_Tasks_:
#1 From the news item on homeless assistance grants, list the kinds of places where most of the men have typically been before they come to Welcome Home.
#2 Answer these questions using the news item on homeless assistance grants:
(a) How much money will Welcome Home Ministries receive?
(b) What is the program's total bed capacity?
(c) How many men does Welcome Home help, and at how many transitional facilities?

_Page extract_:
________________________________________

NASHVILLE, Tenn. - Recent U.S. Housing and Urban Development grants of nearly $190 million are expected to help hundreds of local homeless assistance programs across the country, and some of the money is coming to Tennessee. Welcome Home Ministries in Nashville will receive more than $250,000 to expand its growing program, and director Daryl Murray says "Welcome Home" helps homeless men to find their way off the streets, stay sober and drug-free, and become productive.

"We probably serve about a hundred folks a year. We have a bed capacity of about 27 people, total. We ask guys to make a six-month commitment. Some of those guys will stay all the way through the program, some don't; some come and go - that's just part of the process."

Welcome Home uses Christian beliefs and 12-Step principals to help 18 men at two transitional facilities. Murray says the new HUD grant will allow the program to find a bigger facility and serve greater numbers of people.

"We typically don't take a guy just straight off the street. Most of our guys have gone either to a hospital or some of the mental health centers or treatment centers, and then they come to us."

Murray says the Welcome Home process takes at least six months to a year to accomplish, as the men work to find the causes of their addictions. When they complete the program, he says, the men move away from "entitlements" through embracing individual responsibility and gaining independence and jobs.

________________________________________

(Excerpts from a dataset)
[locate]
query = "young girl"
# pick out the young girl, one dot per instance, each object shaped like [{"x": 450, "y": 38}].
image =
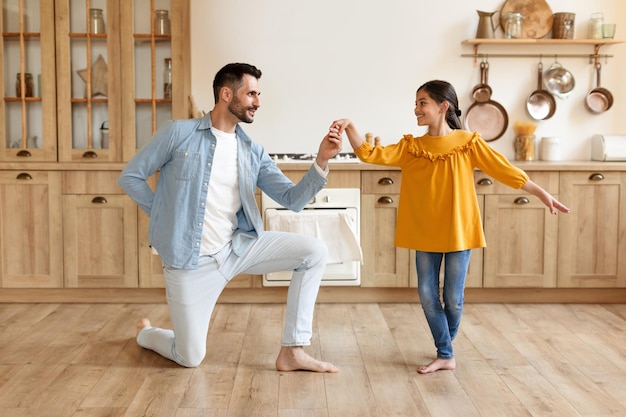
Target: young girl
[{"x": 438, "y": 214}]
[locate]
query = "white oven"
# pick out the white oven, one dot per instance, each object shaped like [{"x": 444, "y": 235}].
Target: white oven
[{"x": 333, "y": 216}]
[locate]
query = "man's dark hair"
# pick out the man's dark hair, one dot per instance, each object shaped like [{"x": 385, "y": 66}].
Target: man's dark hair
[{"x": 231, "y": 76}]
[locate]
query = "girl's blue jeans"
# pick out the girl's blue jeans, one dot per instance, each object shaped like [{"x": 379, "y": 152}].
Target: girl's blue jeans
[{"x": 443, "y": 316}]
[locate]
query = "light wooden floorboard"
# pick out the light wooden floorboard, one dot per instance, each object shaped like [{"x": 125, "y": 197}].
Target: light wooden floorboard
[{"x": 513, "y": 360}]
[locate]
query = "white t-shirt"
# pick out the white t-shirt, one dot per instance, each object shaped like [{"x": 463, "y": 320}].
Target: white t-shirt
[{"x": 223, "y": 200}]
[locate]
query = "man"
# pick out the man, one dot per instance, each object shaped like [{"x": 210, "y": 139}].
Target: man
[{"x": 206, "y": 226}]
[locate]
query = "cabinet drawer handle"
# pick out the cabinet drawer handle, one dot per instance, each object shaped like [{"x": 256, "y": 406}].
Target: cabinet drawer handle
[
  {"x": 385, "y": 181},
  {"x": 99, "y": 200},
  {"x": 24, "y": 176},
  {"x": 521, "y": 200}
]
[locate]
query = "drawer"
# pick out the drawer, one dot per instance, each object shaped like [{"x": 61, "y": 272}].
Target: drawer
[
  {"x": 91, "y": 182},
  {"x": 380, "y": 182},
  {"x": 548, "y": 180}
]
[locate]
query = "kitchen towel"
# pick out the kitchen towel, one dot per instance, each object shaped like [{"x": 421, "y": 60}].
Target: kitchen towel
[{"x": 337, "y": 228}]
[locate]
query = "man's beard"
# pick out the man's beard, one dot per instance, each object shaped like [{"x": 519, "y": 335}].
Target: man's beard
[{"x": 237, "y": 109}]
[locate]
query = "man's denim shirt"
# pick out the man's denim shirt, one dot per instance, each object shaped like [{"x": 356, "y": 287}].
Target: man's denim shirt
[{"x": 183, "y": 151}]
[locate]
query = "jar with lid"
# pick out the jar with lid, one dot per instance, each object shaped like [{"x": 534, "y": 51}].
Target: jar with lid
[
  {"x": 595, "y": 25},
  {"x": 96, "y": 22},
  {"x": 28, "y": 85},
  {"x": 525, "y": 147},
  {"x": 161, "y": 22},
  {"x": 167, "y": 79},
  {"x": 513, "y": 25}
]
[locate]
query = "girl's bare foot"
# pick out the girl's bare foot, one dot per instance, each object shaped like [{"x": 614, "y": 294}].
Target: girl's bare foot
[
  {"x": 294, "y": 358},
  {"x": 436, "y": 365},
  {"x": 141, "y": 323}
]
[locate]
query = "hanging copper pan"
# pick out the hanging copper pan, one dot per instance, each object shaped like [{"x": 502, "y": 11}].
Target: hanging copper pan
[
  {"x": 482, "y": 91},
  {"x": 599, "y": 99},
  {"x": 487, "y": 117},
  {"x": 540, "y": 104}
]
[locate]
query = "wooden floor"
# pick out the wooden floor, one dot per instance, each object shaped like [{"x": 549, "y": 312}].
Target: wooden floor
[{"x": 512, "y": 360}]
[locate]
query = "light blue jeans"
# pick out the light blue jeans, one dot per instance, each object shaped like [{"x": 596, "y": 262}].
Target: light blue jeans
[
  {"x": 193, "y": 293},
  {"x": 443, "y": 320}
]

________________________________________

_Task responses_:
#1
- A hospital
- Mental health centers
- Treatment centers

#2
(a) More than $250,000.
(b) About 27 people.
(c) 18 men at two transitional facilities.